Data for this exercise:
══════════════════════════════

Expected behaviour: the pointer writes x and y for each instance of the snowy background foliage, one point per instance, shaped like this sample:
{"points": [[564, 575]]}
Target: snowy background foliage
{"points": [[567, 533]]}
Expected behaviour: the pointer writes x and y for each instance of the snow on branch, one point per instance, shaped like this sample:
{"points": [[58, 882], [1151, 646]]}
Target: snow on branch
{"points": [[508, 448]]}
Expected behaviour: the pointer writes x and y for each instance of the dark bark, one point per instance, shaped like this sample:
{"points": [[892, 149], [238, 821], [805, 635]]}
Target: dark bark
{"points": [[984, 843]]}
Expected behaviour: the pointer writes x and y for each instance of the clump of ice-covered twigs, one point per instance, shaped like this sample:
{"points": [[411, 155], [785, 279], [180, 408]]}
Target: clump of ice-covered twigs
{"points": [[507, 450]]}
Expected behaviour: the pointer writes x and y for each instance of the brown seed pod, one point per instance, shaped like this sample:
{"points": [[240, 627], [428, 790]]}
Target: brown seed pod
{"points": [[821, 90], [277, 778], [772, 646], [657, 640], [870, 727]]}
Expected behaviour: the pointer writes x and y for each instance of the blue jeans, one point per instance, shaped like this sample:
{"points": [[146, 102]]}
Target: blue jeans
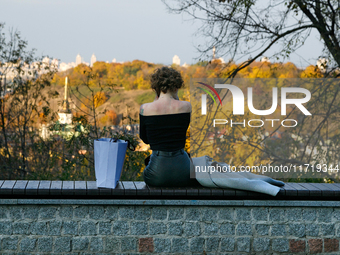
{"points": [[169, 169]]}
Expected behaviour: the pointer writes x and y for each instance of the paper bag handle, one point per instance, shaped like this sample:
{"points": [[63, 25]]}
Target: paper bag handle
{"points": [[129, 144]]}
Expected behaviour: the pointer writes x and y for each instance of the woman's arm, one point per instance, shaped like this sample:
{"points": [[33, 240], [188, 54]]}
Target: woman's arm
{"points": [[142, 131]]}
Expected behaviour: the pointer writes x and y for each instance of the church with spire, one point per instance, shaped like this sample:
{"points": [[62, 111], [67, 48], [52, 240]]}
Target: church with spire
{"points": [[65, 115]]}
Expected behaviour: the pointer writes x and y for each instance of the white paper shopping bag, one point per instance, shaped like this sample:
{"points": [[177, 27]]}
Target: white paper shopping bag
{"points": [[109, 155]]}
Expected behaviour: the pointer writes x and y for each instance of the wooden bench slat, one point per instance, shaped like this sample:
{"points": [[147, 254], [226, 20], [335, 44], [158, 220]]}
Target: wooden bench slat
{"points": [[155, 191], [91, 188], [216, 192], [7, 187], [44, 187], [336, 188], [289, 190], [192, 191], [180, 191], [80, 187], [313, 191], [67, 188], [142, 189], [325, 190], [19, 187], [55, 188], [229, 192], [32, 187], [129, 188], [105, 191], [241, 193], [204, 192], [302, 191], [167, 191], [119, 190], [282, 192]]}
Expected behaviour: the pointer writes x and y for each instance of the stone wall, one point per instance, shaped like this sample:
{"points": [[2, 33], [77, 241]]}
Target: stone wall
{"points": [[174, 227]]}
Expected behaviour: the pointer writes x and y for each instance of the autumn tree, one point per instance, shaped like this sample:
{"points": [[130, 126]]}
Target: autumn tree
{"points": [[23, 101], [253, 28]]}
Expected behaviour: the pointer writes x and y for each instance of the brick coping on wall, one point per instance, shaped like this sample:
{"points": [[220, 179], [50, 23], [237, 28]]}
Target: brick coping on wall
{"points": [[141, 202], [139, 190]]}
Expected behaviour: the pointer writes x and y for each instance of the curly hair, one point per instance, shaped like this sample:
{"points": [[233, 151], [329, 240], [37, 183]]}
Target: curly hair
{"points": [[166, 79]]}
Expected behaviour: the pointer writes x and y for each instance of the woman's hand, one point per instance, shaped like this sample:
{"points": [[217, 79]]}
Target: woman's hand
{"points": [[175, 95]]}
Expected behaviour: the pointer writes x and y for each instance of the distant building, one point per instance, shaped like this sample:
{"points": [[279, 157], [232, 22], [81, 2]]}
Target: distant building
{"points": [[93, 59], [322, 64], [65, 115], [222, 60], [265, 60], [78, 60], [55, 63], [176, 60]]}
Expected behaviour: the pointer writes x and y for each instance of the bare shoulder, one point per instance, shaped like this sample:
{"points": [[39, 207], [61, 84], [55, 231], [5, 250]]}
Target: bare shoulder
{"points": [[185, 106], [144, 109]]}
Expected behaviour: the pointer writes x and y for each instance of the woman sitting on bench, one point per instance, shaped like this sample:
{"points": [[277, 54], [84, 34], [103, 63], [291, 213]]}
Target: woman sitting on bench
{"points": [[163, 125]]}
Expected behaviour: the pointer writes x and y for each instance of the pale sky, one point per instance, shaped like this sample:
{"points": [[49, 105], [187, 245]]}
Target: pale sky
{"points": [[125, 30]]}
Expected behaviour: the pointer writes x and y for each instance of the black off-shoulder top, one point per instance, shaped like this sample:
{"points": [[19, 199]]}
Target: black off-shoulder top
{"points": [[164, 132]]}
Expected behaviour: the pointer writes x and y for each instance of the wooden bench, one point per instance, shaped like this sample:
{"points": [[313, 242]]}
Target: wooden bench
{"points": [[139, 190]]}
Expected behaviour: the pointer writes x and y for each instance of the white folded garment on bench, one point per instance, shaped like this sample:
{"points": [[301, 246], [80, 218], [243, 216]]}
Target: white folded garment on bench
{"points": [[207, 176]]}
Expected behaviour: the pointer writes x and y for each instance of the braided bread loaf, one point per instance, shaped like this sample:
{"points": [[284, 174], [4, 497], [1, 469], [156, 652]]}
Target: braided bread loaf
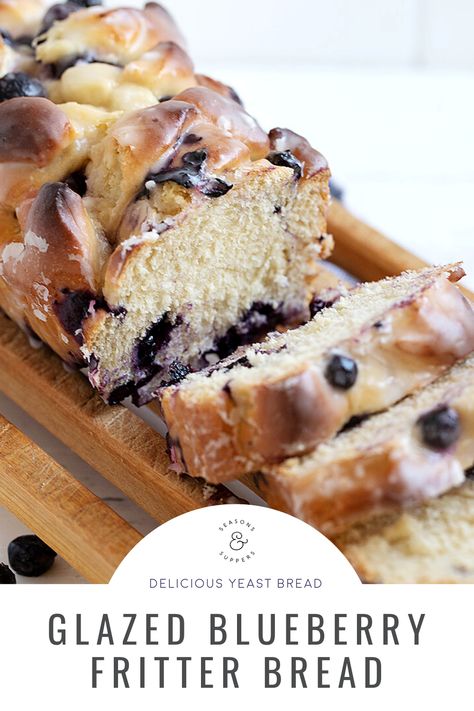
{"points": [[146, 242], [281, 398]]}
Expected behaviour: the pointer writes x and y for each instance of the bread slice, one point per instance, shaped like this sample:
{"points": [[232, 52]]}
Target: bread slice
{"points": [[431, 543], [415, 451], [280, 399]]}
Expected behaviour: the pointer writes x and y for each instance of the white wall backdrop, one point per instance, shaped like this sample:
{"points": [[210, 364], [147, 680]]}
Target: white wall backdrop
{"points": [[370, 32]]}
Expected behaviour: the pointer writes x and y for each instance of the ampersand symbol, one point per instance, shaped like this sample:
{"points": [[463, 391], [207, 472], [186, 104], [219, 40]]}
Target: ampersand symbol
{"points": [[236, 542]]}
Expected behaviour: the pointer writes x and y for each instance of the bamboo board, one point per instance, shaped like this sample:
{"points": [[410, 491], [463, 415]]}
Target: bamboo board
{"points": [[116, 442]]}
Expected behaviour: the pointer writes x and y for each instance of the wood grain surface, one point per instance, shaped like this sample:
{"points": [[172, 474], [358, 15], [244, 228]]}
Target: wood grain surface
{"points": [[366, 253], [113, 440], [63, 512]]}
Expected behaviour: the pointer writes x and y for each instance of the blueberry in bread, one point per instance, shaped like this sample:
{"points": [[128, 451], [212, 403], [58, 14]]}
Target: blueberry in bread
{"points": [[281, 398], [146, 243], [416, 450], [429, 543], [138, 57]]}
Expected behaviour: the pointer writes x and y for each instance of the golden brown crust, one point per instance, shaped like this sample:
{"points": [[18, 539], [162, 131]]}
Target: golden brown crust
{"points": [[32, 130], [61, 253], [22, 17], [425, 335]]}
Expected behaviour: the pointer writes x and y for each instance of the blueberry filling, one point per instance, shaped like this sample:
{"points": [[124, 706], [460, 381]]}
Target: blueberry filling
{"points": [[317, 304], [77, 182], [254, 324], [341, 372], [7, 576], [440, 428], [30, 556], [17, 84], [355, 421], [287, 160], [61, 11], [177, 371], [73, 309], [156, 337], [191, 174]]}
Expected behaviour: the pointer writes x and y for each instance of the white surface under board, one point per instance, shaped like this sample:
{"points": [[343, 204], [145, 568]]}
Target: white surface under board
{"points": [[401, 145]]}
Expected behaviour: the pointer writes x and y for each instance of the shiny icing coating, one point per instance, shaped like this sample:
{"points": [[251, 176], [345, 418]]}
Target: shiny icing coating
{"points": [[255, 420], [382, 466]]}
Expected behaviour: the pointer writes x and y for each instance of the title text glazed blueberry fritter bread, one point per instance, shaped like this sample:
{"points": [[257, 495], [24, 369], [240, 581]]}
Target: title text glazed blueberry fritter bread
{"points": [[148, 225]]}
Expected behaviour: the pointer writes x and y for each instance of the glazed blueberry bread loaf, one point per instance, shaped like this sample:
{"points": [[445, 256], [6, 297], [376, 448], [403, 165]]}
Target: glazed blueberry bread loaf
{"points": [[146, 243], [281, 398], [431, 543], [415, 451]]}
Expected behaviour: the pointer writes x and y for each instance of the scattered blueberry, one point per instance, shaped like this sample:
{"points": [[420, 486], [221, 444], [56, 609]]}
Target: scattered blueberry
{"points": [[191, 174], [77, 182], [16, 84], [337, 191], [341, 371], [61, 11], [286, 159], [157, 336], [29, 555], [355, 421], [7, 576], [440, 428], [256, 322], [72, 310], [177, 371], [317, 304]]}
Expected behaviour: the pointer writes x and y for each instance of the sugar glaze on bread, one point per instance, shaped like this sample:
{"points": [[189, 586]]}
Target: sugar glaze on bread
{"points": [[282, 398], [416, 450]]}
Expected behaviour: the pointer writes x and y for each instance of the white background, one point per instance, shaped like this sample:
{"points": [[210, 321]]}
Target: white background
{"points": [[383, 87], [434, 675]]}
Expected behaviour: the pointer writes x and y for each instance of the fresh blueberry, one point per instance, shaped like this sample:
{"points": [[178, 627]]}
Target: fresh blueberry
{"points": [[77, 182], [30, 556], [317, 304], [287, 160], [56, 13], [257, 321], [19, 84], [7, 576], [341, 371], [191, 174], [157, 336], [72, 309], [440, 428], [177, 371]]}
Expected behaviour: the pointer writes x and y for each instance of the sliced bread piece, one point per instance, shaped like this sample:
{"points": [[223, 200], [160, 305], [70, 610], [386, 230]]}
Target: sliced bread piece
{"points": [[415, 451], [283, 397], [433, 543]]}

══════════════════════════════

Give the lines from the one containing "of the sugar" through the end of the entries again, exactly as written and with no other lines.

Response below:
Expected behaviour: the pointer writes x and y for each instance of the sugar glaze on bread, one point per instance, shaped like this sample:
{"points": [[189, 586]]}
Target: sugar glaze on bread
{"points": [[282, 398], [416, 450]]}
Expected behaviour: the pointer writes x and y for each instance of the white background, one point per instance, shaped like this sample:
{"points": [[210, 321]]}
Target: white background
{"points": [[383, 87], [434, 675]]}
Expected behaviour: the pointer writes x and y for each instance of the fresh blueberry, one point per instance, shaped like this sample:
{"points": [[178, 627]]}
Target: fresh blueberry
{"points": [[77, 182], [30, 556], [317, 304], [287, 160], [56, 13], [257, 321], [19, 84], [7, 576], [341, 371], [191, 174], [157, 336], [72, 309], [440, 428], [177, 371]]}
Expected behaviour: the pointer writes x and y for each instance of the sliced bread piece, one point per instance, shaped like this sample:
{"points": [[223, 200], [160, 305], [70, 610], [386, 230]]}
Target: sliced bread piece
{"points": [[415, 451], [283, 397], [433, 543]]}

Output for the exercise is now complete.